Nanostructure Evolution of Biomimetic Hydrogel from Silk Fibroin and Poly(N-Vinylcaprolactam): A Small Angle Neutron Scattering Study

Abstract

The nanostructure of biomimetic hydrogels fabricated using regenerated silk fibroin (RSF) protein and thermoresponsive poly(N-vinylcaprolactam) (PVCL) polymer via physical and chemical crosslinking methods have been studied using Small Angle Neutron Scattering (SANS) technique. RSF showed no gelation and/or secondary structure (Gaussian coil) change at temperatures between 12 °C and 35 °C, whereas PVCL formed physical hydrogels by molecular self assembly exhibiting swollen coil to Gaussian coil structure change above a lower critical solution temperature (LCST) of ~32 °C. RSF-PVCL blend solutions were also observed to form physical hydrogels above this LCST. However, RSF-PVCL hybrid system exhibited swollen coil to collapsed coil structure change, suggesting relatively increased gelation compared to PVCL. Contrast variation SANS experiments demonstrate that in RSF-PVCL hybrid system, RSF provokes the intrinsic structural changes in PVCL without undergoing any structural change of its own. Unlike PVCL and other biomimetic polymer hydrogels, RSF hydrogels exhibited ordered structures containing hydrophobic domains which exhibit sharp interfaces with hydrophilic domains and/or amorphous protein matrix. Further, photochemically crosslinked RSF and RSF-PVCL hybrid hydrogels showed variation in the order of secondary structures in hydrophilic domains, which can be associated to their reported difference in water uptake behavior.

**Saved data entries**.
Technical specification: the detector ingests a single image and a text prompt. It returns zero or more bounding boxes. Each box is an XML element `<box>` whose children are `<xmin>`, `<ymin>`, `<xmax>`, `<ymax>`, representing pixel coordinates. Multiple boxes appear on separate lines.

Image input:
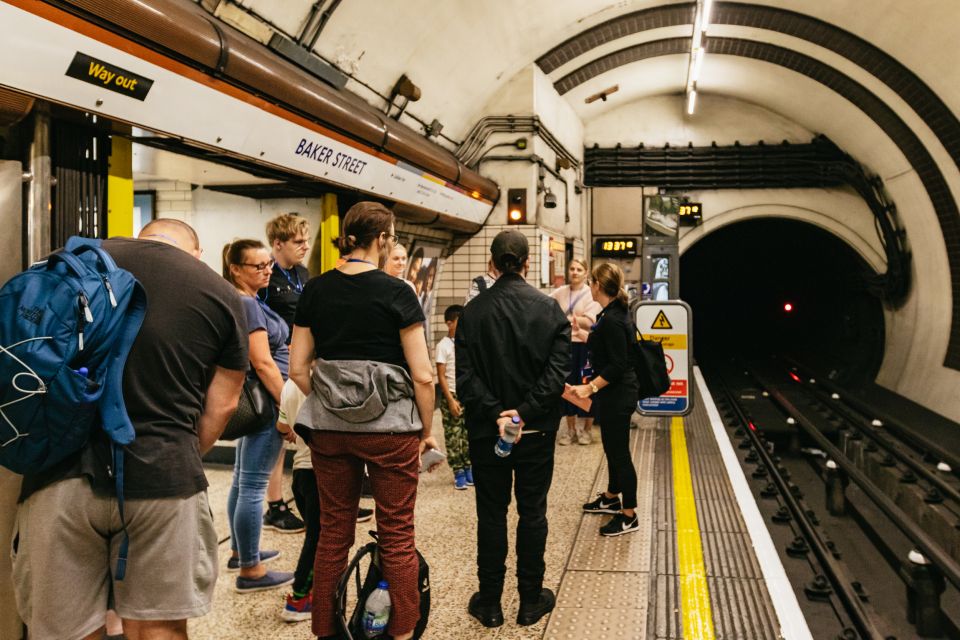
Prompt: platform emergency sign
<box><xmin>636</xmin><ymin>300</ymin><xmax>693</xmax><ymax>416</ymax></box>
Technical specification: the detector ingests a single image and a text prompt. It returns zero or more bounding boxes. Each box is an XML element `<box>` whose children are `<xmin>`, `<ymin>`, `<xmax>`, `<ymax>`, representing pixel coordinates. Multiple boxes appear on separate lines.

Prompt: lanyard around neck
<box><xmin>567</xmin><ymin>289</ymin><xmax>589</xmax><ymax>316</ymax></box>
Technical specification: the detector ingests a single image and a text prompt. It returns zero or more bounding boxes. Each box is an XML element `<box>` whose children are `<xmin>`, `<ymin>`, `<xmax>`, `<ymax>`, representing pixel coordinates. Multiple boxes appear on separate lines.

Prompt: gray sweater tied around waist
<box><xmin>295</xmin><ymin>358</ymin><xmax>423</xmax><ymax>435</ymax></box>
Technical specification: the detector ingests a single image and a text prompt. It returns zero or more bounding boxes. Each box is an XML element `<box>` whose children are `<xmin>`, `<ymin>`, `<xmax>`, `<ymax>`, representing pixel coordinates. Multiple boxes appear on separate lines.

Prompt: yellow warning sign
<box><xmin>643</xmin><ymin>333</ymin><xmax>687</xmax><ymax>349</ymax></box>
<box><xmin>650</xmin><ymin>310</ymin><xmax>673</xmax><ymax>329</ymax></box>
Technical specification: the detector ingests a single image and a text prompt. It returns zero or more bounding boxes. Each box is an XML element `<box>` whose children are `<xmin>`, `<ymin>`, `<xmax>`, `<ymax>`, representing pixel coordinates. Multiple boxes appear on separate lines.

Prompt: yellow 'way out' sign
<box><xmin>650</xmin><ymin>311</ymin><xmax>673</xmax><ymax>329</ymax></box>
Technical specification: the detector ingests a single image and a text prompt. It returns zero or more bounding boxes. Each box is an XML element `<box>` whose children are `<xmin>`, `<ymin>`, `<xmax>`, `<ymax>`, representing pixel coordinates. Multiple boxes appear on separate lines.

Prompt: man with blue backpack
<box><xmin>6</xmin><ymin>219</ymin><xmax>248</xmax><ymax>640</ymax></box>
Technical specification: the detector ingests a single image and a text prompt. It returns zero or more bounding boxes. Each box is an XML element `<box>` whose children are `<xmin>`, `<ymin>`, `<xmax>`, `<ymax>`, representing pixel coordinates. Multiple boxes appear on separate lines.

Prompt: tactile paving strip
<box><xmin>543</xmin><ymin>420</ymin><xmax>657</xmax><ymax>640</ymax></box>
<box><xmin>544</xmin><ymin>607</ymin><xmax>647</xmax><ymax>640</ymax></box>
<box><xmin>707</xmin><ymin>578</ymin><xmax>781</xmax><ymax>640</ymax></box>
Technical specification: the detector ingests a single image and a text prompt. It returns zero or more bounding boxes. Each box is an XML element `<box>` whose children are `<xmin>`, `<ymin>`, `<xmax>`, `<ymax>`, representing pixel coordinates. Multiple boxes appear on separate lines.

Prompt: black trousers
<box><xmin>470</xmin><ymin>431</ymin><xmax>557</xmax><ymax>604</ymax></box>
<box><xmin>597</xmin><ymin>411</ymin><xmax>637</xmax><ymax>509</ymax></box>
<box><xmin>293</xmin><ymin>469</ymin><xmax>320</xmax><ymax>596</ymax></box>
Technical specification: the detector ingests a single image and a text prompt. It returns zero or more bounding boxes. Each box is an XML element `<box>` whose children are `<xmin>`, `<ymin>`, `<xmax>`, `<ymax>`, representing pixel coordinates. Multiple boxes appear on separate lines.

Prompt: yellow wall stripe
<box><xmin>106</xmin><ymin>136</ymin><xmax>133</xmax><ymax>238</ymax></box>
<box><xmin>670</xmin><ymin>416</ymin><xmax>714</xmax><ymax>640</ymax></box>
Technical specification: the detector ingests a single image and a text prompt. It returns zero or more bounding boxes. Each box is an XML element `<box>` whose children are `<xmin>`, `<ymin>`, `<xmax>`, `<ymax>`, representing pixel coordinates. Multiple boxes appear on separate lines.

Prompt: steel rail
<box><xmin>717</xmin><ymin>376</ymin><xmax>888</xmax><ymax>638</ymax></box>
<box><xmin>755</xmin><ymin>376</ymin><xmax>960</xmax><ymax>588</ymax></box>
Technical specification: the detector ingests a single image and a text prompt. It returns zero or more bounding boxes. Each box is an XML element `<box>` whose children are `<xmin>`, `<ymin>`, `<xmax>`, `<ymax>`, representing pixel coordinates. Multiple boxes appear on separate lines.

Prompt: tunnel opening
<box><xmin>680</xmin><ymin>218</ymin><xmax>884</xmax><ymax>384</ymax></box>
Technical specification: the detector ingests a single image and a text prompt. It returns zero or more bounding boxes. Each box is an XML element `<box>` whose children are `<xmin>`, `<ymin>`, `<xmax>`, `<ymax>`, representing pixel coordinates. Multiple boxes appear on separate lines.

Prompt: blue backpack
<box><xmin>0</xmin><ymin>237</ymin><xmax>147</xmax><ymax>579</ymax></box>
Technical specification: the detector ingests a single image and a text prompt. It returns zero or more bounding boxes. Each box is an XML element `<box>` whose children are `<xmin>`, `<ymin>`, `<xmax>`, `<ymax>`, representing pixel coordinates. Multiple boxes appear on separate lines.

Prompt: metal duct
<box><xmin>48</xmin><ymin>0</ymin><xmax>499</xmax><ymax>201</ymax></box>
<box><xmin>0</xmin><ymin>89</ymin><xmax>34</xmax><ymax>127</ymax></box>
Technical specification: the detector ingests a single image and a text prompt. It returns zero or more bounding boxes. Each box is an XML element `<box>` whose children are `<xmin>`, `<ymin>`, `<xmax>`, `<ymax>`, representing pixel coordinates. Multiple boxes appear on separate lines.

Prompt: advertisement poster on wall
<box><xmin>404</xmin><ymin>243</ymin><xmax>443</xmax><ymax>337</ymax></box>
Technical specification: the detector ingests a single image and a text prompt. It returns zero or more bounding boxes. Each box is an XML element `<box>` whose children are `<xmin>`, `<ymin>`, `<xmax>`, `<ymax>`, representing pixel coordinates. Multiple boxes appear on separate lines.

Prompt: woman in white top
<box><xmin>550</xmin><ymin>258</ymin><xmax>601</xmax><ymax>445</ymax></box>
<box><xmin>383</xmin><ymin>243</ymin><xmax>417</xmax><ymax>291</ymax></box>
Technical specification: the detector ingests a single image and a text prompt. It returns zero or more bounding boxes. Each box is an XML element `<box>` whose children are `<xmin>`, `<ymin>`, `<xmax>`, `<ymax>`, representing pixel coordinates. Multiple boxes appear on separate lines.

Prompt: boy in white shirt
<box><xmin>436</xmin><ymin>304</ymin><xmax>473</xmax><ymax>490</ymax></box>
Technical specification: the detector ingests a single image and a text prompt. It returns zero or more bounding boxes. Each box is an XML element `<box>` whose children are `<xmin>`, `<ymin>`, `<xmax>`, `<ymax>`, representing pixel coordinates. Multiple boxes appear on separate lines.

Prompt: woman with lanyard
<box><xmin>223</xmin><ymin>240</ymin><xmax>293</xmax><ymax>593</ymax></box>
<box><xmin>290</xmin><ymin>202</ymin><xmax>437</xmax><ymax>640</ymax></box>
<box><xmin>573</xmin><ymin>263</ymin><xmax>640</xmax><ymax>536</ymax></box>
<box><xmin>550</xmin><ymin>258</ymin><xmax>600</xmax><ymax>445</ymax></box>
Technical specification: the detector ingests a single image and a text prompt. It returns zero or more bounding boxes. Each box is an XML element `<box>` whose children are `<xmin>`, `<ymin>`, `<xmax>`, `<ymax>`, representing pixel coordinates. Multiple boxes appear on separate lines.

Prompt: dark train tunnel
<box><xmin>680</xmin><ymin>218</ymin><xmax>884</xmax><ymax>384</ymax></box>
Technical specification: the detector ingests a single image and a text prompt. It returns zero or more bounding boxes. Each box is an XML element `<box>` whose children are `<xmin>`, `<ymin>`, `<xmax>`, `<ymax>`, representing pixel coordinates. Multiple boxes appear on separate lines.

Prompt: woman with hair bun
<box><xmin>573</xmin><ymin>263</ymin><xmax>640</xmax><ymax>536</ymax></box>
<box><xmin>290</xmin><ymin>202</ymin><xmax>437</xmax><ymax>640</ymax></box>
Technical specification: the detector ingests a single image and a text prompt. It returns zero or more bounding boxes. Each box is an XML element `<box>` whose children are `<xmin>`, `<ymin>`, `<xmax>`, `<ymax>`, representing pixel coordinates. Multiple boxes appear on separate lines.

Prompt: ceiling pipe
<box><xmin>477</xmin><ymin>153</ymin><xmax>570</xmax><ymax>224</ymax></box>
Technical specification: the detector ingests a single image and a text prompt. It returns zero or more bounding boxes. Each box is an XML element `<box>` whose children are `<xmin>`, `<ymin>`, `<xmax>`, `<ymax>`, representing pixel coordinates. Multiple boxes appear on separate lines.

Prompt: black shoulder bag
<box><xmin>633</xmin><ymin>332</ymin><xmax>670</xmax><ymax>400</ymax></box>
<box><xmin>220</xmin><ymin>377</ymin><xmax>274</xmax><ymax>440</ymax></box>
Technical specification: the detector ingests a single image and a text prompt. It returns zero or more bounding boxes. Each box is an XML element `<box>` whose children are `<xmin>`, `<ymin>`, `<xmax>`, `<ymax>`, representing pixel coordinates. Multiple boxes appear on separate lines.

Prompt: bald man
<box><xmin>13</xmin><ymin>219</ymin><xmax>248</xmax><ymax>640</ymax></box>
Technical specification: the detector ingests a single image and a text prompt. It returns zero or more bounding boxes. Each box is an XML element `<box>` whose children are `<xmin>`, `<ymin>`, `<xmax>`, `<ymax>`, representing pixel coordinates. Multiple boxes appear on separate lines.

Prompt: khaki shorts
<box><xmin>12</xmin><ymin>478</ymin><xmax>217</xmax><ymax>640</ymax></box>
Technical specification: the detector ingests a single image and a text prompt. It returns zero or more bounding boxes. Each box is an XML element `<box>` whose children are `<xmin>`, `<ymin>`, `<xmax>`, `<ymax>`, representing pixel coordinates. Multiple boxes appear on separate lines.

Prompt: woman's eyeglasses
<box><xmin>240</xmin><ymin>260</ymin><xmax>277</xmax><ymax>273</ymax></box>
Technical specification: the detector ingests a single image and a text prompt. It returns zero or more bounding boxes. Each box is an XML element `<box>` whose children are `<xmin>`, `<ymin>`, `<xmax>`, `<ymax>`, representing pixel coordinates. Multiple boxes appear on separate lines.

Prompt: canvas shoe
<box><xmin>227</xmin><ymin>550</ymin><xmax>280</xmax><ymax>571</ymax></box>
<box><xmin>280</xmin><ymin>593</ymin><xmax>313</xmax><ymax>622</ymax></box>
<box><xmin>263</xmin><ymin>504</ymin><xmax>307</xmax><ymax>533</ymax></box>
<box><xmin>583</xmin><ymin>493</ymin><xmax>621</xmax><ymax>514</ymax></box>
<box><xmin>233</xmin><ymin>571</ymin><xmax>293</xmax><ymax>593</ymax></box>
<box><xmin>600</xmin><ymin>513</ymin><xmax>640</xmax><ymax>537</ymax></box>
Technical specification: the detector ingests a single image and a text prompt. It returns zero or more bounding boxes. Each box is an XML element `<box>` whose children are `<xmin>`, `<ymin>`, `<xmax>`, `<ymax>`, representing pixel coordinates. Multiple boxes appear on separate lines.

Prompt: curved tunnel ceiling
<box><xmin>219</xmin><ymin>0</ymin><xmax>960</xmax><ymax>370</ymax></box>
<box><xmin>537</xmin><ymin>2</ymin><xmax>960</xmax><ymax>369</ymax></box>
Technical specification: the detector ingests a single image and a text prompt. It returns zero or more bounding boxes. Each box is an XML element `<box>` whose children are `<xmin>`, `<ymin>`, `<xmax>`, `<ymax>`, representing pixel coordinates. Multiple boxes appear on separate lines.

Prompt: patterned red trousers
<box><xmin>308</xmin><ymin>431</ymin><xmax>420</xmax><ymax>636</ymax></box>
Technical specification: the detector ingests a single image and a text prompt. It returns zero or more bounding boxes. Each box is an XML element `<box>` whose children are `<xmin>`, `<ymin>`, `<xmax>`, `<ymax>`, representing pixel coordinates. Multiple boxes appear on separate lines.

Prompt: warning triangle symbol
<box><xmin>650</xmin><ymin>311</ymin><xmax>673</xmax><ymax>329</ymax></box>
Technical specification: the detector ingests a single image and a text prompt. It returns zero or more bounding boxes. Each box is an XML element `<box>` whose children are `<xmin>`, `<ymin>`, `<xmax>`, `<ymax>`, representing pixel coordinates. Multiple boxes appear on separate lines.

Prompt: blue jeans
<box><xmin>227</xmin><ymin>420</ymin><xmax>283</xmax><ymax>567</ymax></box>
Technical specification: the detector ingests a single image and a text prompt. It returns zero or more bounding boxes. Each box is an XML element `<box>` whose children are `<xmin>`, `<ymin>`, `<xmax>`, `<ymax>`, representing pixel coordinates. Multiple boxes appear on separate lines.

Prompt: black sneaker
<box><xmin>263</xmin><ymin>504</ymin><xmax>307</xmax><ymax>533</ymax></box>
<box><xmin>467</xmin><ymin>591</ymin><xmax>503</xmax><ymax>629</ymax></box>
<box><xmin>583</xmin><ymin>493</ymin><xmax>621</xmax><ymax>513</ymax></box>
<box><xmin>517</xmin><ymin>589</ymin><xmax>557</xmax><ymax>627</ymax></box>
<box><xmin>357</xmin><ymin>507</ymin><xmax>373</xmax><ymax>522</ymax></box>
<box><xmin>600</xmin><ymin>513</ymin><xmax>640</xmax><ymax>536</ymax></box>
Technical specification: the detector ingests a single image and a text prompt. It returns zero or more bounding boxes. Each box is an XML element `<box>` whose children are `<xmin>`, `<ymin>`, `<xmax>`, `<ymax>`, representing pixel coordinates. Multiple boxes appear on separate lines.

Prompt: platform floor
<box><xmin>190</xmin><ymin>412</ymin><xmax>603</xmax><ymax>640</ymax></box>
<box><xmin>190</xmin><ymin>370</ymin><xmax>803</xmax><ymax>640</ymax></box>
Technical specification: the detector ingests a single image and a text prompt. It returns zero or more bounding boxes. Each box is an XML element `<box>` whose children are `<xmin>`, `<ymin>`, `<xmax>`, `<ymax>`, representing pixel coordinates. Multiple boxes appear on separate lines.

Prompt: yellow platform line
<box><xmin>670</xmin><ymin>416</ymin><xmax>714</xmax><ymax>640</ymax></box>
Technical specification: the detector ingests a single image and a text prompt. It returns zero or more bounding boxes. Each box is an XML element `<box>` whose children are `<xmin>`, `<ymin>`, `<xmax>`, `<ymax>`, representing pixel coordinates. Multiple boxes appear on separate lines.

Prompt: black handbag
<box><xmin>633</xmin><ymin>334</ymin><xmax>670</xmax><ymax>400</ymax></box>
<box><xmin>220</xmin><ymin>378</ymin><xmax>274</xmax><ymax>440</ymax></box>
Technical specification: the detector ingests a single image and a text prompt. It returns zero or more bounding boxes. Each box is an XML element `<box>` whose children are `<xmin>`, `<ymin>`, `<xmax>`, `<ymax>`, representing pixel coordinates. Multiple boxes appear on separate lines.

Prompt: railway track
<box><xmin>705</xmin><ymin>363</ymin><xmax>960</xmax><ymax>638</ymax></box>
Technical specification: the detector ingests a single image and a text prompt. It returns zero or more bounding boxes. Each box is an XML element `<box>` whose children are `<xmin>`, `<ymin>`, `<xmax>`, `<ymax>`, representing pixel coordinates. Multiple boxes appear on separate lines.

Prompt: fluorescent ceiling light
<box><xmin>690</xmin><ymin>48</ymin><xmax>704</xmax><ymax>82</ymax></box>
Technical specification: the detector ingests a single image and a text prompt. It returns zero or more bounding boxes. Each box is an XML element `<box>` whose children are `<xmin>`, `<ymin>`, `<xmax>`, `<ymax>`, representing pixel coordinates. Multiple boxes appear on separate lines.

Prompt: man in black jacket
<box><xmin>456</xmin><ymin>230</ymin><xmax>570</xmax><ymax>627</ymax></box>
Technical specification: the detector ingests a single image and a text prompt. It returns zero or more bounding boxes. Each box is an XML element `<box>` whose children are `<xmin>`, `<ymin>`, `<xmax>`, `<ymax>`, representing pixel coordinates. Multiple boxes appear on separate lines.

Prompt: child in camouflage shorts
<box><xmin>437</xmin><ymin>304</ymin><xmax>473</xmax><ymax>490</ymax></box>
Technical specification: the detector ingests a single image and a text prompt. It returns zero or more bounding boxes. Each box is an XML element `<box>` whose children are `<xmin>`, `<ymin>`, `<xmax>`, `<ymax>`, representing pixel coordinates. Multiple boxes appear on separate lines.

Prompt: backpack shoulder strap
<box><xmin>100</xmin><ymin>280</ymin><xmax>147</xmax><ymax>445</ymax></box>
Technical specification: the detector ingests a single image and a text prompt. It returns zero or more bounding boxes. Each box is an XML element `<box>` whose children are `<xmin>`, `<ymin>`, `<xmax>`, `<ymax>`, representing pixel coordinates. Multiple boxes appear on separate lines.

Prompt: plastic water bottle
<box><xmin>493</xmin><ymin>416</ymin><xmax>520</xmax><ymax>458</ymax></box>
<box><xmin>363</xmin><ymin>580</ymin><xmax>390</xmax><ymax>638</ymax></box>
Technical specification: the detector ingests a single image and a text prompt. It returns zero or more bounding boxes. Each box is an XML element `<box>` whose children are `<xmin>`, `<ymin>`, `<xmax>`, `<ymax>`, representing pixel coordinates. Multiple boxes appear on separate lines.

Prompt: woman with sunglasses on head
<box><xmin>290</xmin><ymin>202</ymin><xmax>437</xmax><ymax>640</ymax></box>
<box><xmin>223</xmin><ymin>240</ymin><xmax>293</xmax><ymax>593</ymax></box>
<box><xmin>550</xmin><ymin>258</ymin><xmax>600</xmax><ymax>445</ymax></box>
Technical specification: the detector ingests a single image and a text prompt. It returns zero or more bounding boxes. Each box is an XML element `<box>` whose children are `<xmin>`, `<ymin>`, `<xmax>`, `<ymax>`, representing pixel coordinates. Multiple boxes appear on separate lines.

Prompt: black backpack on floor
<box><xmin>336</xmin><ymin>531</ymin><xmax>430</xmax><ymax>640</ymax></box>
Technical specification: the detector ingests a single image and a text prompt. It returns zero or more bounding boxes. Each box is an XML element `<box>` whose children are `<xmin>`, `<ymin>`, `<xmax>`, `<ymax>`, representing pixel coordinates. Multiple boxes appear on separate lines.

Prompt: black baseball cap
<box><xmin>490</xmin><ymin>229</ymin><xmax>530</xmax><ymax>265</ymax></box>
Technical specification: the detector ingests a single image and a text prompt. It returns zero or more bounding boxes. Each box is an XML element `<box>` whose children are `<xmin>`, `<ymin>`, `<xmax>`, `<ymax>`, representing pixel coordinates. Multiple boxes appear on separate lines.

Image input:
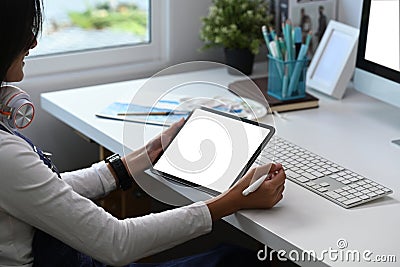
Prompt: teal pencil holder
<box><xmin>268</xmin><ymin>55</ymin><xmax>309</xmax><ymax>101</ymax></box>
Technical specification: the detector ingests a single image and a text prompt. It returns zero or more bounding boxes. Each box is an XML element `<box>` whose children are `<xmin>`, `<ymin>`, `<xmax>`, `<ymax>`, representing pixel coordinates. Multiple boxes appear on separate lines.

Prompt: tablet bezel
<box><xmin>150</xmin><ymin>107</ymin><xmax>275</xmax><ymax>196</ymax></box>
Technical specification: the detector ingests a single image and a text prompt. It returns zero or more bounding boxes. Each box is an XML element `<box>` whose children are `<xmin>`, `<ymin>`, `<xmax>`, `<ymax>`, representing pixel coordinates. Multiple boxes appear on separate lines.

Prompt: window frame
<box><xmin>25</xmin><ymin>0</ymin><xmax>169</xmax><ymax>79</ymax></box>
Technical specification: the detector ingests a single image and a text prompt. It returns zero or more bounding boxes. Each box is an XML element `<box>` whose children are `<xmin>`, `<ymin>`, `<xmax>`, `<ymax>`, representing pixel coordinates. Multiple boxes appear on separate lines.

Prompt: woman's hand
<box><xmin>122</xmin><ymin>118</ymin><xmax>185</xmax><ymax>176</ymax></box>
<box><xmin>206</xmin><ymin>163</ymin><xmax>286</xmax><ymax>221</ymax></box>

**Problem to solve**.
Decide whether each statement agrees with the silk fibroin hydrogel abstract, answering yes or no and quoting the words of the abstract that decide it. 1. RSF formed gels at temperatures between 12 °C and 35 °C. 2. PVCL has a lower critical solution temperature of about 32 °C. 3. In the RSF-PVCL hybrid system, RSF undergoes a structural change of its own. The records have no connection to the text.

**Response**.
1. No: "RSF showed no gelation and/or secondary structure (Gaussian coil) change at temperatures between 12 °C and 35 °C"
2. Yes: "above a lower critical solution temperature (LCST) of ~32 °C"
3. No: "RSF provokes the intrinsic structural changes in PVCL without undergoing any structural change of its own"